■ **Task details**: Pictures stay out of the copy. Retype exactly the lines below from the one with "Query: wooden desk top" through the one with "Query: backpack shoulder strap".

■ **Given data**:

--- START ---

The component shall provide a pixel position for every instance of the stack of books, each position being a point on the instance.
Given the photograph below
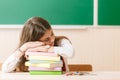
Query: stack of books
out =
(42, 63)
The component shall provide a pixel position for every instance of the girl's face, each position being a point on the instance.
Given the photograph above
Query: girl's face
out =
(48, 38)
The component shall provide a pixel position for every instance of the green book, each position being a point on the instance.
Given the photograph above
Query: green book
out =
(45, 72)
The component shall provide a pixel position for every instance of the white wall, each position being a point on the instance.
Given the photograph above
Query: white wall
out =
(98, 46)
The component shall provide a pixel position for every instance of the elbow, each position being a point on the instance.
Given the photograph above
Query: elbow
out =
(71, 53)
(5, 69)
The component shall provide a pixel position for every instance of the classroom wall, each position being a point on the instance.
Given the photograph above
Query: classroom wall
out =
(98, 46)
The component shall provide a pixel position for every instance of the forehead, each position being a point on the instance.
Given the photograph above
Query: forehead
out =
(46, 35)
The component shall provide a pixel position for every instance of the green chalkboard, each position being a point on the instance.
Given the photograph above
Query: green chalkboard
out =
(58, 12)
(109, 12)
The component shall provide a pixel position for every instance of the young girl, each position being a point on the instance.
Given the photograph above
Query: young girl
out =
(37, 35)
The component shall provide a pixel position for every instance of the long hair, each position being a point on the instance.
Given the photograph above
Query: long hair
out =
(32, 30)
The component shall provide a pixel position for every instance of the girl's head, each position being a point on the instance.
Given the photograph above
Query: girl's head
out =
(37, 29)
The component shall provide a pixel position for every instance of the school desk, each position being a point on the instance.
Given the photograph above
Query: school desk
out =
(87, 76)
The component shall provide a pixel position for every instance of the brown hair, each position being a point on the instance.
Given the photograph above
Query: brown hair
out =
(33, 30)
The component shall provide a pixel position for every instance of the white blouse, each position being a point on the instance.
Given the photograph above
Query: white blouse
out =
(65, 49)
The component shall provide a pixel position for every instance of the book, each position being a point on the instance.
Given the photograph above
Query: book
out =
(44, 61)
(44, 58)
(42, 54)
(45, 65)
(45, 72)
(44, 69)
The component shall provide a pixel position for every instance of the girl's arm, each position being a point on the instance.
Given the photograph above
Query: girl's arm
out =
(13, 61)
(65, 48)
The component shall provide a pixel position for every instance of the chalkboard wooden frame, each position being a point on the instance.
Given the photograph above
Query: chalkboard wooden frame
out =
(57, 12)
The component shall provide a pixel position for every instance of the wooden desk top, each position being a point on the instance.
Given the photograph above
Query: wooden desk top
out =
(87, 76)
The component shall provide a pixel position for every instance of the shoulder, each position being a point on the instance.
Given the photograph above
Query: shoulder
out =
(62, 40)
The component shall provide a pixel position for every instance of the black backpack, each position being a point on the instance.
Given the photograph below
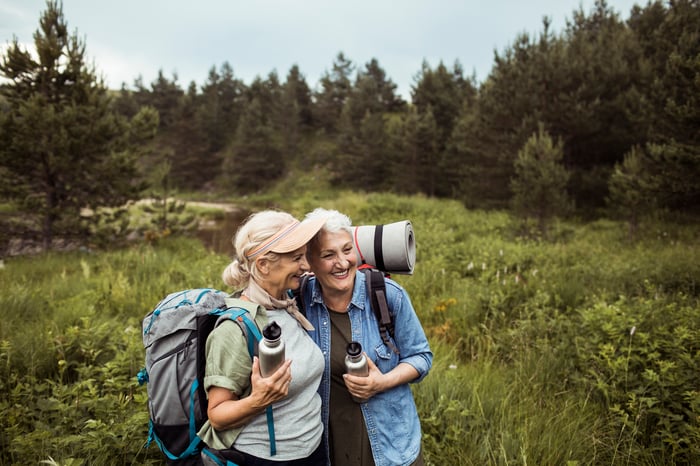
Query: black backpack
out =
(174, 336)
(377, 287)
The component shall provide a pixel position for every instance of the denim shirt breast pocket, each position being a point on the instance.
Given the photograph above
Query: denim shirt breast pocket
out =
(385, 359)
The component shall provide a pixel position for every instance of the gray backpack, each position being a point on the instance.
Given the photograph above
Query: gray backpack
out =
(174, 336)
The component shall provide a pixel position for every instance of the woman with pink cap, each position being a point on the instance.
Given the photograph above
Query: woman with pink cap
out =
(270, 258)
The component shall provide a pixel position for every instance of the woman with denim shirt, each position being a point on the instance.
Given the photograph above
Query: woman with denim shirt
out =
(384, 429)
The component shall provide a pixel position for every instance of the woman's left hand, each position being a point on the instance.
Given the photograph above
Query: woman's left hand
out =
(365, 388)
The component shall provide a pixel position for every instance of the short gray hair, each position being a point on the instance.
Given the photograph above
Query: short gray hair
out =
(335, 221)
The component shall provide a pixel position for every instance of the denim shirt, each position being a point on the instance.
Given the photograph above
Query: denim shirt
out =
(391, 417)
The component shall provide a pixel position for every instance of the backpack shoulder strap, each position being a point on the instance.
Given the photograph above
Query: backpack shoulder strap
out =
(241, 316)
(298, 294)
(377, 287)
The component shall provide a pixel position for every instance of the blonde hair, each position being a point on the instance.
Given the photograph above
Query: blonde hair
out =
(256, 229)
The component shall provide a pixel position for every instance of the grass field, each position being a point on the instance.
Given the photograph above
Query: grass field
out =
(581, 349)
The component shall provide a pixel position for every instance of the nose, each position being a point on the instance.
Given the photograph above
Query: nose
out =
(304, 264)
(343, 262)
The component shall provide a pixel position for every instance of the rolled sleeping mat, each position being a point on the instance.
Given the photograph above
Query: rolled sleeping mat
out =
(391, 248)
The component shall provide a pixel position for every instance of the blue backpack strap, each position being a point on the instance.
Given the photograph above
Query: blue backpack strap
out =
(216, 459)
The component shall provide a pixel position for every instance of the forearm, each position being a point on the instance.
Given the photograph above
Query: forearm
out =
(232, 412)
(401, 374)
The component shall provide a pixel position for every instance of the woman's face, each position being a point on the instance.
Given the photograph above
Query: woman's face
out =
(334, 262)
(285, 273)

--- END ---

■ **Solution**:
Query: wooden desk top
out =
(87, 76)
The component shall provide a pixel position for every instance of the shoulder, each position being a point on the instance.
Given the photograph above
Query: shoulder
out =
(62, 40)
The component shall provide a pixel position for every instance of the black backpack, each position being a point on the instance.
Given the photograph below
Query: black backpack
out =
(174, 336)
(377, 287)
The component shall provide a pixel position for every instance of the denim shirt breast pocket, each position being a point on the instance.
Given the photograph above
Query: denim shirt breast pocket
out =
(385, 359)
The component shall provide a pixel position for every instance of the gray backpack, each position being a point on the instance.
Given the photograph above
Query: gray backpack
out =
(174, 336)
The component shall provide a pixel position for every instance of the woman with pink cap, each position being a point on the instance.
Given the photograph above
Query: woman with pink cap
out =
(270, 258)
The component shall provide a pixel position for every instance of the woman with denim shirt, each position being a point on the instance.
Given the photograph above
Query: woman with denim shirt
out =
(384, 429)
The component shall provide a pixel position for every instance of the woman's left hand, each position being a point on the instance.
Given the photograph above
Query: woman's left hand
out =
(365, 388)
The component shall provide a pixel position for every instance of the short gray hair, each position being a point on the instance.
Given the photograph above
Query: short gray hair
out =
(335, 221)
The component shall provide a pixel position for every instance of the denim shirt, each position being a point on the instance.
Given the photograph above
Query: denim shirt
out =
(391, 417)
The component shall provide a pixel position for every instance of the backpack shoulder strap, each position being a point on the instance.
Given the photograph above
Query: backpack shoulder strap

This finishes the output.